* Provided passage *
::::::
Technology is wonderful, but it has bred some little monsters. I'm one of them.

Comment Re:While 1 cargo ship belches out... (Score 2, Interesting) 223

"Shipping is responsible for 3.5% to 4% of all climate change emissions" from same article

It's not the carbon emissions that are the real problem with cargo ships, but the NO and SO pollution. As far as I can tell, these are not greenhouse gases so much as carcinogens. While, yes, they do need to be reduced, your post was very misleading in implying that the majority of air pollution and climate change comes from cargo ships. It doesn't.

Comment Re:No thanks (Score 1) 305

You say this like it's a good thing.

You say this like it's a bad thing.

Any online provider worth their salt still supports their aging games. Steam still hosts original Halflife, and all it's mods, though I think we can agree they're quited dated by now. Blizzard has kept Starcraft up, running, and even occasionally patched it. If the big players of the industry pick this idea up, there's a very small chance of any game that's any good 'losing support' in today's online, cheap-to-store-data world.

The worst thing that would happen would be the end of new patches for the content.

Comment Re:Aside from that... that isn't scientific litera (Score 1) 1038

You'd be surprised that this thought is actually far into the minority. The fact is, that while yes, you can't argue about the color of the sky, because that is observable currently, the 'religious scientists' will keep sticking with the point that 4000 BC is not observable currently, and has not been recorded in any true scientific manner. The basic fact that we've never seen macro-evolution actually occur allows the idea that God could have created the Earth 6000 years ago to still stand. Long jump, I realize. Even the basic idea of macro-evolution actually is defeated in scientific method, due to the fact that it can't be recreated, and has never been observed directly. On the other hand, you wouldn't even have to break the fundamental laws of physics to describe why things can be dated beyond 6000 years though if you include God's touch. Most of our aging processes come from dating things based of percent compositions of isotopes that we know the half-lives of. If you believe in a God with some forethought, which an all-knowing God would of course have, you could reasonably see him creating fossils that were already lacking in specific isotopes, knowing that man would discover the science of half-lives. Now as for why, well, I'll let a real theologian discuss that.
::::::
* Rows from an object-pointing dataset *
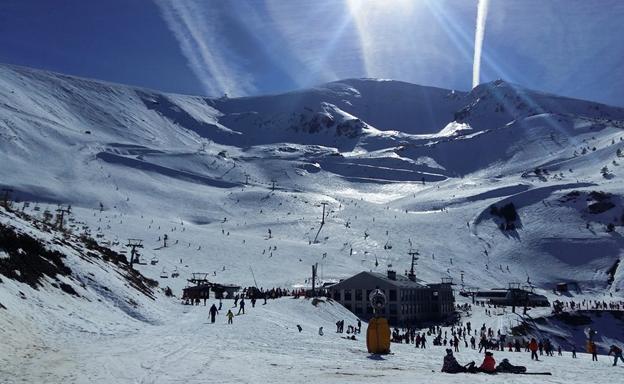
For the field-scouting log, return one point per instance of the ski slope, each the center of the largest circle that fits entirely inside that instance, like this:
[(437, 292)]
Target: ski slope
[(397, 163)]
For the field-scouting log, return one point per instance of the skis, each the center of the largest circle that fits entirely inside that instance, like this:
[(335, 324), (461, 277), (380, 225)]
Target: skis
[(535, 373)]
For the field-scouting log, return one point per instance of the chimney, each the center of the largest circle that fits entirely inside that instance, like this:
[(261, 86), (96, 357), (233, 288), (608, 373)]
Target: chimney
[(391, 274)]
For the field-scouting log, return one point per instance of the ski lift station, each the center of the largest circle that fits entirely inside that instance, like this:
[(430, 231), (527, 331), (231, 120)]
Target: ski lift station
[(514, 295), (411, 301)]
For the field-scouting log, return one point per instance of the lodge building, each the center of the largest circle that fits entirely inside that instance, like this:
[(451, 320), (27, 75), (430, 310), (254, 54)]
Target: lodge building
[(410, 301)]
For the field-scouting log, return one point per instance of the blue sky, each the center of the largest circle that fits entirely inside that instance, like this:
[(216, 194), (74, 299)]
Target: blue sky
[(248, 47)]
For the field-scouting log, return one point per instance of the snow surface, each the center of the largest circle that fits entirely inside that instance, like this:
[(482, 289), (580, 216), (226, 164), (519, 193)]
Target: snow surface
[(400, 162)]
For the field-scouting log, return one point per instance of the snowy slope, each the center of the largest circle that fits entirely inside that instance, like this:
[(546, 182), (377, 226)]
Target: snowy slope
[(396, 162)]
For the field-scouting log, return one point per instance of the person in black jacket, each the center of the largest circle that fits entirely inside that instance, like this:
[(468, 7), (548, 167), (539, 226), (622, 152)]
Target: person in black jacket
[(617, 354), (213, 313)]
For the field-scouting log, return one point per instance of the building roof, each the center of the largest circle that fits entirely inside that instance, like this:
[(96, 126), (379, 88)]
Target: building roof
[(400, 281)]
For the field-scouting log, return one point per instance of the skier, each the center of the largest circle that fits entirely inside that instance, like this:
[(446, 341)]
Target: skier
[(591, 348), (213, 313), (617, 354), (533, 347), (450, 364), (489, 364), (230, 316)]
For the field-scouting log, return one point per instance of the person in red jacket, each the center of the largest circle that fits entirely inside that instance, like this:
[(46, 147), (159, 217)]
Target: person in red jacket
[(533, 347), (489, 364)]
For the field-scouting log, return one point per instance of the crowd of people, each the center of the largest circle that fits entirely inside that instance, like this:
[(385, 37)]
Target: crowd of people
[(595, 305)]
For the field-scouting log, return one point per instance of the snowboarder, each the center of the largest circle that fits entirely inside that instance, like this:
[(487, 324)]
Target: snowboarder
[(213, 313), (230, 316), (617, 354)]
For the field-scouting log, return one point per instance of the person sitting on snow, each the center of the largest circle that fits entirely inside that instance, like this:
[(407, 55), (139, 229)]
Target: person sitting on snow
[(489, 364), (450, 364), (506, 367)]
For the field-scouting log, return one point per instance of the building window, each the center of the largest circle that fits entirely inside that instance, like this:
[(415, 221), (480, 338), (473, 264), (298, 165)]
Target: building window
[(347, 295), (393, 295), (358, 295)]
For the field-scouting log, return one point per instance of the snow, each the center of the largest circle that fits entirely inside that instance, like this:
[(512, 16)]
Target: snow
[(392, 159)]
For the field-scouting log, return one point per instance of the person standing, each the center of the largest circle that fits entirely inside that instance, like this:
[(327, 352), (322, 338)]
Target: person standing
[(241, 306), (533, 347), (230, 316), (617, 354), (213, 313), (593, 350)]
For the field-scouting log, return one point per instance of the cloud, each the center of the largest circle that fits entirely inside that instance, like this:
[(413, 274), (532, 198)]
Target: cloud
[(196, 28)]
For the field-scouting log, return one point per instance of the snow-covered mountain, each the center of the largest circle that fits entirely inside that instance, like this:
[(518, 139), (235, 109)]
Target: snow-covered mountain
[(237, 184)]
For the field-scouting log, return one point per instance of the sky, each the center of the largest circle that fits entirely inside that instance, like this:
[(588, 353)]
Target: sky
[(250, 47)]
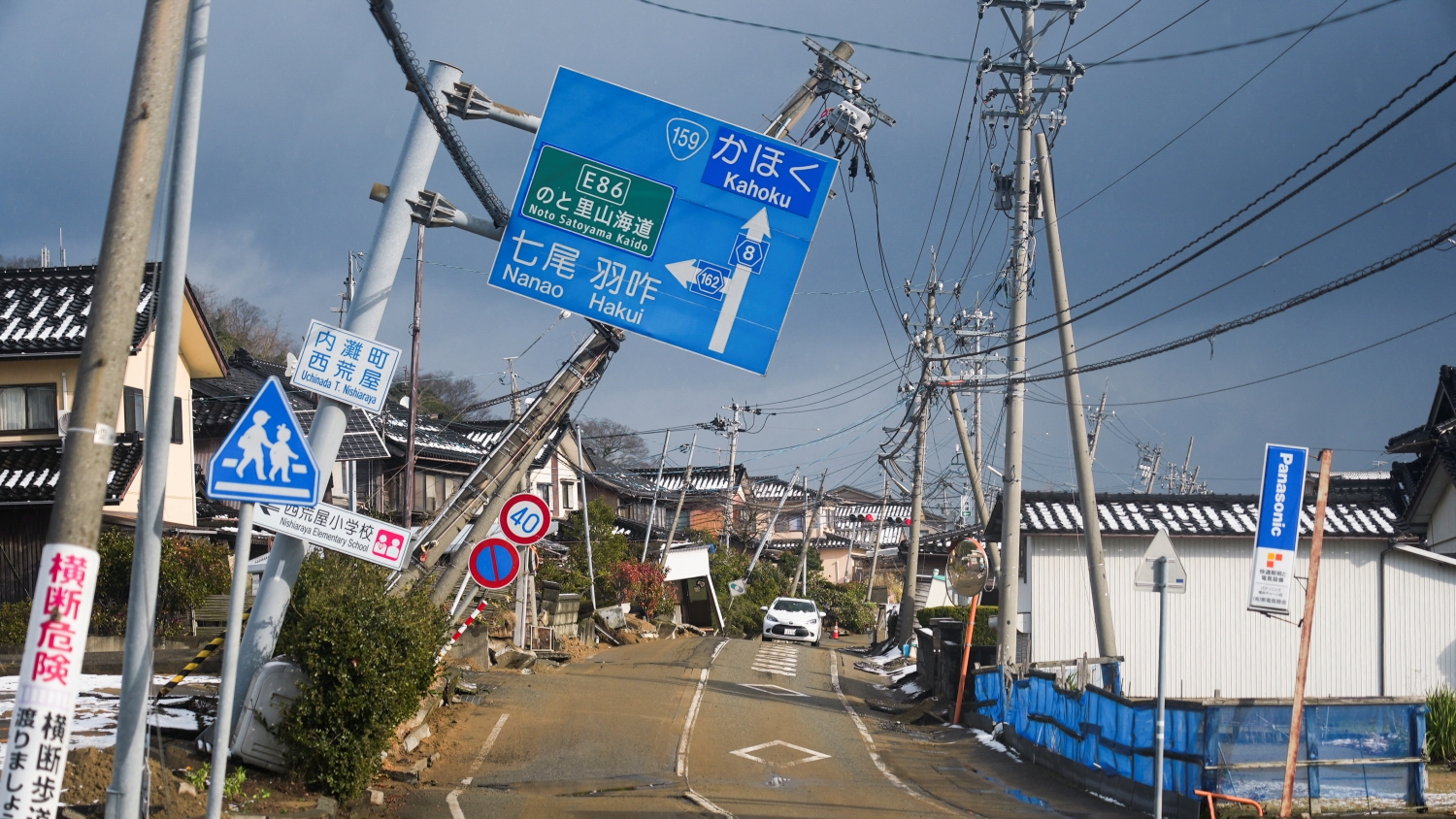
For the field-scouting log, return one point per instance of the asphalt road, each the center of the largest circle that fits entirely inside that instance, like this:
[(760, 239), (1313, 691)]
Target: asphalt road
::::::
* The problem *
What share of all climate change emissions do the comments attribute to shipping? Draw only on the comments; the entries play no part.

* Solution below *
3.5% to 4%.